• **WHAT YOU HAVE TO DO**: From the line with "Would you mind pointing out the helmet" to the final line of the records, reproduce every line exactly and only those lines.

(Natural-language object grounding data)
--- --- ---

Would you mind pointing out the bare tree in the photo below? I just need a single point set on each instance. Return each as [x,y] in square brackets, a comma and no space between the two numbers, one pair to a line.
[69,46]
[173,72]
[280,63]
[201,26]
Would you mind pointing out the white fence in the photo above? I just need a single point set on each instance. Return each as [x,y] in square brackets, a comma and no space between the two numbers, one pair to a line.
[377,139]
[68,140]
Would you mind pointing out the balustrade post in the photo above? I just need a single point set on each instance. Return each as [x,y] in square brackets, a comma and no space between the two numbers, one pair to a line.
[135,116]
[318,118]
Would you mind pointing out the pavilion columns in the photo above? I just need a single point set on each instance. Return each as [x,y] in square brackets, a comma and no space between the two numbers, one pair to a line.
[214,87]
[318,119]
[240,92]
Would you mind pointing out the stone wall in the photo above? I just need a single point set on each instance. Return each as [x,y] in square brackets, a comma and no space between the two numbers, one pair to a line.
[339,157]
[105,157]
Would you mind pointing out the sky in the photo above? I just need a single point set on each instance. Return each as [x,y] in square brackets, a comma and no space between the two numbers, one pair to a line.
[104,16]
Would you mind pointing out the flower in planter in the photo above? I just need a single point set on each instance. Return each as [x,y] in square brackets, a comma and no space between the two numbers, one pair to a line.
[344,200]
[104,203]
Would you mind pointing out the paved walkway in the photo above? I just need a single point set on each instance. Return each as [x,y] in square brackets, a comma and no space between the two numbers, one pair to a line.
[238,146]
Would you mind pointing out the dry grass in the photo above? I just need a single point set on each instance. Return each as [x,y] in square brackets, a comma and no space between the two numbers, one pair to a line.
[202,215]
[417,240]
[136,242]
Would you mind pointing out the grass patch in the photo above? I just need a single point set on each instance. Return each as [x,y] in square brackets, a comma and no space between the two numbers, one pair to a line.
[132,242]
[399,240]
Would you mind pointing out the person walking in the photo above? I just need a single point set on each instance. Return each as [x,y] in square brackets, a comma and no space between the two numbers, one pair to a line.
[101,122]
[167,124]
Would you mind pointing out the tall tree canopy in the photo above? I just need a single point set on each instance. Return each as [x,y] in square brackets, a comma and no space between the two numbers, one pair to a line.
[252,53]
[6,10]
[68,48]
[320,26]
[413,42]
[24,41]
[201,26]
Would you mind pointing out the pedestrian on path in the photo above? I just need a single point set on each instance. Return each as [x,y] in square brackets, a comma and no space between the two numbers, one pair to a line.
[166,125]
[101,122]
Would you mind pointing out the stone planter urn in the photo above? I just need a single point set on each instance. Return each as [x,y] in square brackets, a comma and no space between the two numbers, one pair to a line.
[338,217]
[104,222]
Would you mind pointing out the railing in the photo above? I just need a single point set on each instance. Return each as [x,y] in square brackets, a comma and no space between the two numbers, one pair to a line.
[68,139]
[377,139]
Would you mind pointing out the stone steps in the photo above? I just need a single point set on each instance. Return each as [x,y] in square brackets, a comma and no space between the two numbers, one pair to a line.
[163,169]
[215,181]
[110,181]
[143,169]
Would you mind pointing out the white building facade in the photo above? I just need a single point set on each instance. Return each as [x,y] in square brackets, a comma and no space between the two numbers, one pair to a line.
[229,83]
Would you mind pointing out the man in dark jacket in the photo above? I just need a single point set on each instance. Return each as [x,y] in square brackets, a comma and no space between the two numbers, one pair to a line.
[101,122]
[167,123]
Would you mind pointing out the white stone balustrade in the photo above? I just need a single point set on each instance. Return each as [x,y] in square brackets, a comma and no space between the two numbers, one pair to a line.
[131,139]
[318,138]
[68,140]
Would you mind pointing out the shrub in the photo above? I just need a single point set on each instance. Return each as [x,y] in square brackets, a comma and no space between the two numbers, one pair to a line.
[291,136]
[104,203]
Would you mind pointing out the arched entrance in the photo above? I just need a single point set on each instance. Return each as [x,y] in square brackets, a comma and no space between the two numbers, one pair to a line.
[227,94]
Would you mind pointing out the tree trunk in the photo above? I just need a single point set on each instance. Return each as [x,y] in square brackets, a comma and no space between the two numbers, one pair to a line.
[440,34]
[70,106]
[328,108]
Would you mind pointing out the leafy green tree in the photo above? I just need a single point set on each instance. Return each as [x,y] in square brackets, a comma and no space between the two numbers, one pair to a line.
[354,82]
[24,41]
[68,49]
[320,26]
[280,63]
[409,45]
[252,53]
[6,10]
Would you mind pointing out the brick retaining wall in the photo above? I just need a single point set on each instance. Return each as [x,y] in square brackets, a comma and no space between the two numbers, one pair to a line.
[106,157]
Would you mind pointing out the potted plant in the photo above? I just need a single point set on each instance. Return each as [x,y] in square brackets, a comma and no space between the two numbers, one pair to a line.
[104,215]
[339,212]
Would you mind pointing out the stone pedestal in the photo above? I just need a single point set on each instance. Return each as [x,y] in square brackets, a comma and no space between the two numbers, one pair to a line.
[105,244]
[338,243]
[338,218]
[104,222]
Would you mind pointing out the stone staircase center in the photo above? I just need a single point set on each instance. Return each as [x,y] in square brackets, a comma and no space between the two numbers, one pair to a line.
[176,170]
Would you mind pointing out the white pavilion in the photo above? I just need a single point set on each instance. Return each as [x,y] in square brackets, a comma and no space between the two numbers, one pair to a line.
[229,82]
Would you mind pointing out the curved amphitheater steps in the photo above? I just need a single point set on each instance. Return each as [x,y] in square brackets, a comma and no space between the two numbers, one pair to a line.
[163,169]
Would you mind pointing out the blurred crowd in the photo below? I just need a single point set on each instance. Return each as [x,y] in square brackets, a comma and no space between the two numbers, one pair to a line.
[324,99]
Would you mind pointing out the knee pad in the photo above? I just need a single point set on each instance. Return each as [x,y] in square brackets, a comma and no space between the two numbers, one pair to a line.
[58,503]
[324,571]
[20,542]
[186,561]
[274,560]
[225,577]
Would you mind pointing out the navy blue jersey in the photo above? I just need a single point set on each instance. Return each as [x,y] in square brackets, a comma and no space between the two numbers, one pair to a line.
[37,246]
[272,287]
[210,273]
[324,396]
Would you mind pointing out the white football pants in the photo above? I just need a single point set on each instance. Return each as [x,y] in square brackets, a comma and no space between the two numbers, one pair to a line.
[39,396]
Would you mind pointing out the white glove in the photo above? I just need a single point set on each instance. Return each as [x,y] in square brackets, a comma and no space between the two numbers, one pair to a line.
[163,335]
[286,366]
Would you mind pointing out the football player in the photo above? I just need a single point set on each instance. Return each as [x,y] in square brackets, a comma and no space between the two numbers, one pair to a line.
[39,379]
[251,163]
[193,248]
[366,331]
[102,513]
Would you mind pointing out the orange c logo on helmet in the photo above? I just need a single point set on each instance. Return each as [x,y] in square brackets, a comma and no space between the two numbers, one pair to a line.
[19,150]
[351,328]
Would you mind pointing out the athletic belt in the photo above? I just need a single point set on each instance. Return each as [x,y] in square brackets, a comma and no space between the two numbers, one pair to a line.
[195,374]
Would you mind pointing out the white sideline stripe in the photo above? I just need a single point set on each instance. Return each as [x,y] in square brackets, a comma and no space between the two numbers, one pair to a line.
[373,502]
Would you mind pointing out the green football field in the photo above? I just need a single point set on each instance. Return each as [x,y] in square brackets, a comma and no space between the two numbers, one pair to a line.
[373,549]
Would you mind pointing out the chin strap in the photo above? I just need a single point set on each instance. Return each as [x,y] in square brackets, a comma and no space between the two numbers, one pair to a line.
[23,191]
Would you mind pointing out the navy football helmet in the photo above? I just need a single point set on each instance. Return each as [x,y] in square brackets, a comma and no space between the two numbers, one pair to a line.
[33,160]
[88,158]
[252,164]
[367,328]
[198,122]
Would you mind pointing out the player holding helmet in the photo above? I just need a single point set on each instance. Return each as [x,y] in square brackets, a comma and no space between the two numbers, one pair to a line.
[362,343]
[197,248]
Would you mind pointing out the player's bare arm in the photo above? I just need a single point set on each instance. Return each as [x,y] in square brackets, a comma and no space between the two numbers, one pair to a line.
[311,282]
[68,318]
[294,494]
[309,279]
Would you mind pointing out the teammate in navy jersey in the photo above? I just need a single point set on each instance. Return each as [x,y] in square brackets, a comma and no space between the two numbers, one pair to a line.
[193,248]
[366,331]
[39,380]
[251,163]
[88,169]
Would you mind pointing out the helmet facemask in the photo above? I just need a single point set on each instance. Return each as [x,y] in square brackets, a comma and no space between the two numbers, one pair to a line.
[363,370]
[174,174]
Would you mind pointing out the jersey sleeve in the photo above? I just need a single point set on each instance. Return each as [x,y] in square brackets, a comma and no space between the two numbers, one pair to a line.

--- --- ---

• **WRITTEN REPLY**:
Would you mind pointing out the helmet facemask in the photo above? I just need a single point set on each instance. Return each as [x,y] in square brackets, a comma and no space between the two numbers, one pair to a line.
[363,370]
[174,174]
Would you mind pointing out the jersey sleeve in the photo above? I just need a single point set on each instance. Return each as [x,y] in square brackets, a comma and no space between the two numbers, one pair to a line.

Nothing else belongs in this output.